> The request: Rewrite every line of the material below, increasing each bounding-box coordinate in the results by 48. Leave the pictures out of your answer.

Region annotation entries
## Start
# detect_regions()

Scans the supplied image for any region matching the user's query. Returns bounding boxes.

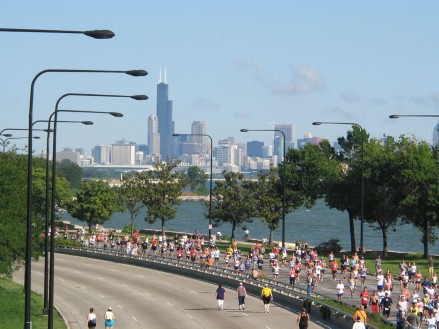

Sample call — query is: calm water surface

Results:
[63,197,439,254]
## End
> Output of the task:
# detect_regions()

Scans the supplied image for any region matching the user's query. Returns bounding boxes.


Sample call — query is: calm water surface

Results:
[111,245,487,302]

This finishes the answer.